--- BEGIN Provided material ---

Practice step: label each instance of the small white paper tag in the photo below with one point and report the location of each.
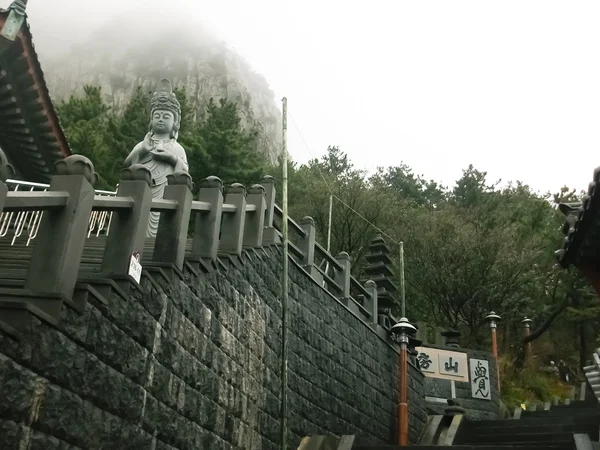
(135, 267)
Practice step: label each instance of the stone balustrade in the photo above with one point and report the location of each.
(232, 222)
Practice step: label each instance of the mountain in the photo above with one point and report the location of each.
(120, 56)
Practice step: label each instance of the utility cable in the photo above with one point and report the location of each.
(330, 190)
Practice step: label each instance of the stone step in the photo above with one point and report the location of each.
(511, 437)
(555, 411)
(525, 446)
(588, 426)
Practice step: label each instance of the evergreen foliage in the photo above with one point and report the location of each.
(470, 248)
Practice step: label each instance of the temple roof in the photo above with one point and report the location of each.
(581, 246)
(30, 132)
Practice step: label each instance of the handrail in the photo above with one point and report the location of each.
(354, 282)
(330, 281)
(105, 203)
(12, 182)
(229, 208)
(201, 206)
(328, 256)
(35, 201)
(161, 204)
(297, 228)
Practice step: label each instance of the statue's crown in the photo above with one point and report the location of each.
(164, 98)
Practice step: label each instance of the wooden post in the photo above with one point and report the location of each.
(403, 407)
(128, 227)
(171, 237)
(493, 319)
(205, 244)
(402, 330)
(527, 331)
(54, 265)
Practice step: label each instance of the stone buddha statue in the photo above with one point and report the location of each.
(159, 151)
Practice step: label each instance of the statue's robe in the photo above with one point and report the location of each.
(160, 170)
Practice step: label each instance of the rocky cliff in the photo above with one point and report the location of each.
(120, 56)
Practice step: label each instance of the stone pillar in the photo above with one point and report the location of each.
(128, 227)
(205, 244)
(255, 221)
(232, 229)
(54, 266)
(171, 237)
(371, 301)
(379, 268)
(452, 338)
(270, 235)
(342, 277)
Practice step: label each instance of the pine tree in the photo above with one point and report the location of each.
(85, 121)
(223, 147)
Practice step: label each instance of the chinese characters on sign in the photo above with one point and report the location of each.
(480, 379)
(444, 364)
(135, 267)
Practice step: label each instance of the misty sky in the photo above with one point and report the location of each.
(510, 86)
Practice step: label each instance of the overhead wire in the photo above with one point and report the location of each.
(383, 233)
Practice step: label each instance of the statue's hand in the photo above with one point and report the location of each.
(147, 145)
(164, 155)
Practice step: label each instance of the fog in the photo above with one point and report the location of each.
(509, 86)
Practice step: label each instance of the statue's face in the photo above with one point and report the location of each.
(163, 122)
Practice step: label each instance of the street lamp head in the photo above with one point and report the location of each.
(403, 329)
(492, 318)
(526, 322)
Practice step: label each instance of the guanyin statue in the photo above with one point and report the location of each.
(159, 151)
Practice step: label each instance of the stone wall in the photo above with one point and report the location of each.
(194, 363)
(475, 409)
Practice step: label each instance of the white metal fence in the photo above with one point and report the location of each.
(25, 224)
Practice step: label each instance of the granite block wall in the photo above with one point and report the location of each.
(476, 409)
(195, 364)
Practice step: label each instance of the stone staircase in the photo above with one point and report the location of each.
(562, 427)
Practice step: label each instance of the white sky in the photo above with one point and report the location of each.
(510, 86)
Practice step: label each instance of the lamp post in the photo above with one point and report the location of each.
(403, 330)
(527, 328)
(493, 319)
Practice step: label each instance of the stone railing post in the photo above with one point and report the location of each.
(232, 230)
(342, 277)
(255, 222)
(270, 235)
(6, 171)
(3, 192)
(128, 228)
(306, 244)
(205, 244)
(171, 237)
(371, 301)
(56, 257)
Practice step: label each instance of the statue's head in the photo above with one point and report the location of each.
(165, 111)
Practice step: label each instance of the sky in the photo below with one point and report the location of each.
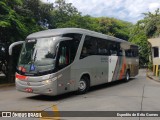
(127, 10)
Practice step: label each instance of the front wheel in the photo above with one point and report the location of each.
(83, 85)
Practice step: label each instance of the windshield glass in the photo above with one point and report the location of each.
(38, 55)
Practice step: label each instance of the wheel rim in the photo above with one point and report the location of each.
(82, 85)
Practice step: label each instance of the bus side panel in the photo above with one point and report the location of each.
(120, 69)
(64, 82)
(113, 61)
(88, 66)
(132, 65)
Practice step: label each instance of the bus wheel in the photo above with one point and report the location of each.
(83, 85)
(127, 77)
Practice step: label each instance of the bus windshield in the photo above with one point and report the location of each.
(38, 55)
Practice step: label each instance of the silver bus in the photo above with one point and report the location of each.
(58, 61)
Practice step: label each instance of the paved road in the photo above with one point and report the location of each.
(139, 94)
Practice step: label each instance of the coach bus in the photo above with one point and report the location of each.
(57, 61)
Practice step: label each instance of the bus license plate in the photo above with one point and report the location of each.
(29, 90)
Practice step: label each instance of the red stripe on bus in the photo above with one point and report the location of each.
(21, 77)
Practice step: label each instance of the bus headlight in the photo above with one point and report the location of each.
(46, 81)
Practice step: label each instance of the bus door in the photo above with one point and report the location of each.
(113, 61)
(64, 59)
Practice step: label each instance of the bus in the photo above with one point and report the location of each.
(58, 61)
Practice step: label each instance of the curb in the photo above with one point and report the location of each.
(7, 85)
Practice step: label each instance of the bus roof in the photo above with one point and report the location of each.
(60, 31)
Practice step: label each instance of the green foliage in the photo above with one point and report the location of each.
(18, 18)
(146, 28)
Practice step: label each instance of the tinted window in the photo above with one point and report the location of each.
(102, 47)
(66, 53)
(89, 47)
(156, 52)
(131, 53)
(114, 48)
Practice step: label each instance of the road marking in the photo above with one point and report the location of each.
(55, 112)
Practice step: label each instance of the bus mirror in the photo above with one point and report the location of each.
(13, 45)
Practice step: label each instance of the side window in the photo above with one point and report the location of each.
(89, 47)
(66, 53)
(131, 53)
(128, 53)
(102, 47)
(114, 48)
(76, 39)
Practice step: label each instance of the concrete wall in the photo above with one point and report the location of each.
(155, 42)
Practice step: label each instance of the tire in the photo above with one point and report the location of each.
(84, 85)
(127, 76)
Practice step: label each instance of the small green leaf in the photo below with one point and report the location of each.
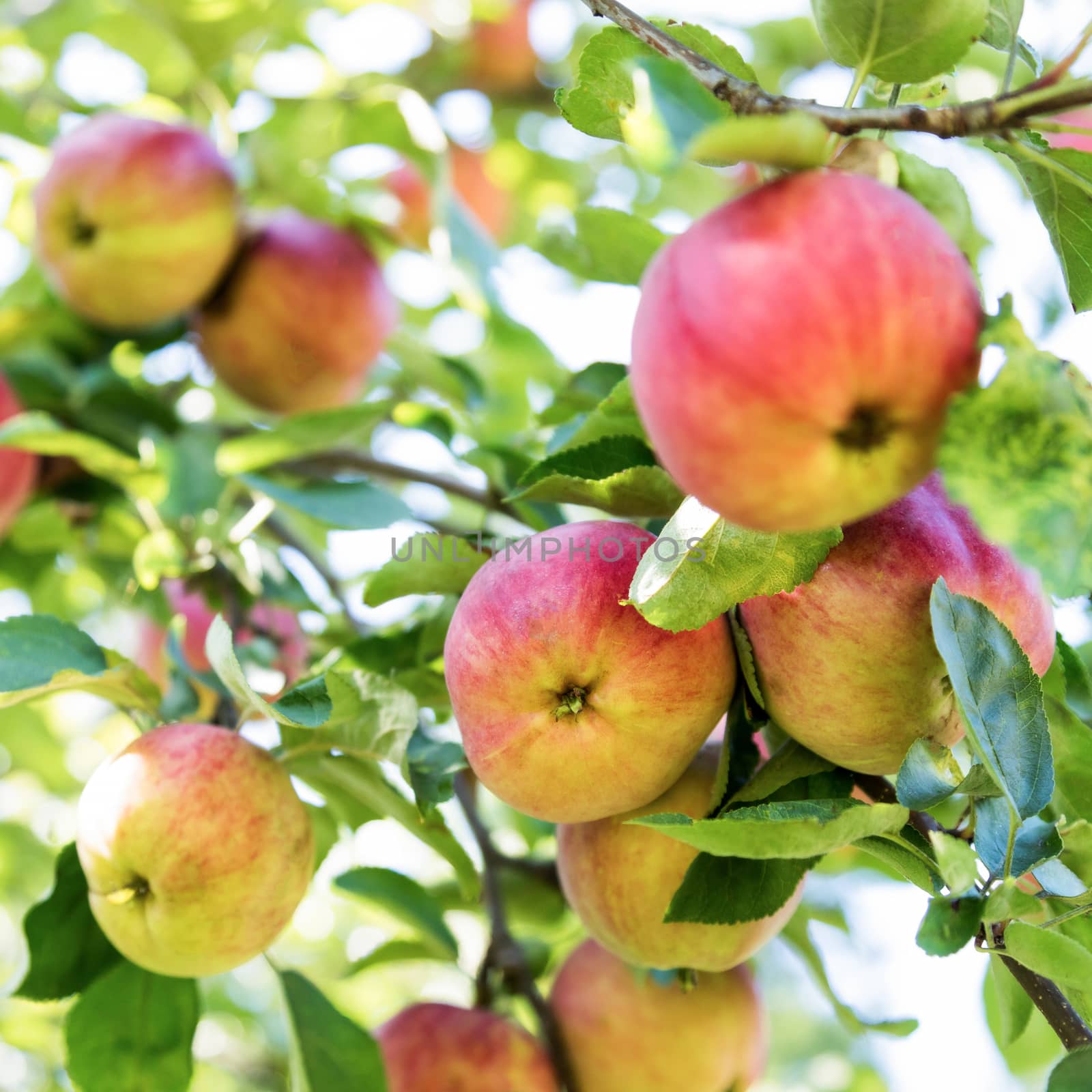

--- END Provided material ---

Job: Copy every one of the records above word for word, with the pictures left out.

Exercise answer:
Practice step: label each instance of the small white paper tag in the photo below with one point and report the location of each.
(135, 267)
Practice step: label each instance of the stone balustrade in the photo above with one point and report the location of each.
(232, 222)
Practice step: label each instance of the mountain in the photo above with one point and report the location of each.
(120, 56)
Practice step: label each instance of the utility cable in the photo above with one point and report the location of each.
(330, 190)
Practice step: label each instance of the stone step in the photo above with one point and report the location of each.
(511, 437)
(555, 411)
(525, 446)
(588, 426)
Practice step: label each instance of the evergreen foliage in the photo above with one point and report the location of each.
(470, 248)
Practice step: label each instance of the temple roof in the photo above with one point and report the location of each.
(581, 246)
(30, 132)
Practice step: label each instance of the handrail in the photo above with one point and report the location of each.
(354, 282)
(330, 281)
(105, 203)
(12, 182)
(229, 208)
(201, 206)
(328, 256)
(35, 201)
(161, 204)
(297, 228)
Practice step: label each instance of the statue's crown in the photo above with one point and report the location of each.
(164, 98)
Practice step: label each instance of the wooden post in the photo above with one point and report the location of each.
(403, 407)
(128, 227)
(171, 237)
(493, 319)
(205, 244)
(402, 330)
(527, 331)
(54, 265)
Practice step: label each instance of the stone buddha statue in the photo above with one point and report the location of each.
(159, 151)
Practice step: label each instance of the statue's robe in the photo above with one point and report the location of each.
(160, 170)
Practice step: label each instance of the rocky cliff in the photo above with one point and report the location of each.
(120, 56)
Practice step: label each instance of the stone pillar in the photo above with one point and report the location of each.
(128, 227)
(205, 244)
(255, 221)
(232, 229)
(54, 266)
(171, 237)
(371, 301)
(379, 268)
(452, 338)
(270, 235)
(342, 277)
Practice step: label each instance of the pine tree in the photo above with one point and report the location of each.
(85, 121)
(223, 147)
Practice step: label each instance of the chinese characters on sign in the photo above with one point and report the location of each.
(480, 379)
(444, 364)
(135, 267)
Practice step: label each instance of the misty sky in the photo above with one point and report the location of each.
(510, 86)
Practice step: label each instance of the overhead wire in the photo above with one point and report the location of each.
(383, 233)
Practice step: label each instance of the statue's hand in the photo above with one point and report the location of each.
(147, 145)
(164, 155)
Practice step: label each instance of the fog in the photo above with one point and report the location of each.
(509, 86)
Practice step: label each instance of the statue's face in the photo above with one point and report the location of each.
(163, 122)
Practice step: label each instance of the street lamp head in the photo above with one point and report the location of each.
(403, 329)
(492, 318)
(526, 322)
Practice step: label each instance of the guanyin statue in the photo above with one point and report the location of each.
(159, 151)
Practice step: label each instance of the stone wall in the photo above with one point and report the location of each.
(194, 363)
(475, 409)
Practice step: label each instance of the white metal fence in the photo above with one point and report the location of each.
(25, 224)
Practice step: label each instance of the granite block wall in the photo above with one point and report the location of each.
(476, 409)
(195, 364)
Practice step: label each instance of the stone staircase in the photo above with one point and report the location of each.
(562, 427)
Practice step: label each instance of the white sky in the photo above with one point and report the location of each.
(510, 86)
Practice step: label each instance of the lamp post in the photo above with one point and report the location of each.
(403, 330)
(527, 328)
(493, 319)
Practice step: label each instance of the stone railing post in the photo above with one point and report the location of each.
(232, 230)
(342, 277)
(255, 222)
(270, 235)
(6, 171)
(3, 192)
(128, 228)
(306, 244)
(205, 244)
(171, 237)
(371, 301)
(56, 257)
Practice step: label each instance of the statue's head in the photo above with one point and report the location of each.
(165, 111)
Practice step: label each instance of the sky in the photo below with one point and report the location of each.
(127, 10)
Practice step: label each instance of the front wheel in the photo above with one point and report the location of each.
(83, 85)
Practice step: label each instance of the windshield glass in the photo above with one point and report the location of each.
(38, 55)
Practice step: label each instance of the wheel rim in the photo above with one point and report the location of each.
(82, 85)
Practice step: label each instance of the bus side panel in the photo above with one point and report the location of each.
(120, 69)
(64, 82)
(113, 61)
(88, 66)
(132, 65)
Practice step: label each instance of the bus wheel in the photo above with one point and report the location of each.
(83, 85)
(127, 77)
Practice step: label each instance of the bus windshield in the photo above with one point and report the location of each.
(38, 55)
Practice step: label each instance of the silver bus in the photo above with one point and report the location of each.
(58, 61)
Practice step: label each instance of the paved road in the photo above with one point and report the location of each.
(139, 94)
Practice step: label each instance of the coach bus in the photo above with one point and report the location of each.
(57, 61)
Practice step: label each instance of the bus license plate in the photo above with one point and report the location of each.
(29, 90)
Practice step: label each instance of the red stripe on bus in the photo above with one point and report the location of each.
(21, 77)
Practice step: label each instance of the bus headlight in the photo above with one point and report the location of each.
(46, 81)
Practice step: label each instance of the bus door in the photo above with one point and report the location of each.
(113, 61)
(64, 59)
Practice step: label each instance of the bus in the photo above with one point and report the location of each.
(58, 61)
Practice step: label each instance of the curb in the photo above with one point and report the location of each.
(7, 85)
Practice step: label each instance of the bus roof in the photo above with one point and report the location of each.
(60, 31)
Practice step: label each instance of the green foliage in the photo above with one point and report the location of each.
(18, 18)
(146, 28)
Practice step: label each instance of the tinted window in the photo above with one point and report the location of each.
(102, 47)
(66, 53)
(89, 47)
(156, 52)
(131, 53)
(114, 48)
Practice step: label each instance of the road marking in the photo above with one point and report the location of each.
(55, 112)
Practice step: label each instance of the bus mirror in the photo above with one point and report the location of each.
(13, 45)
Practice step: label each instance of the side window in the photo above with one point and report the location of each.
(89, 47)
(66, 53)
(131, 53)
(128, 53)
(102, 47)
(114, 48)
(76, 39)
Practice step: label each instance of the concrete wall in the photo above with one point and report the location of each.
(155, 42)
Practice step: label each instance of the tire in the photo above with one point and report the location of each.
(84, 85)
(127, 76)
Practice step: label each instance of the small green leaf in the photo below with one point and report the location of each.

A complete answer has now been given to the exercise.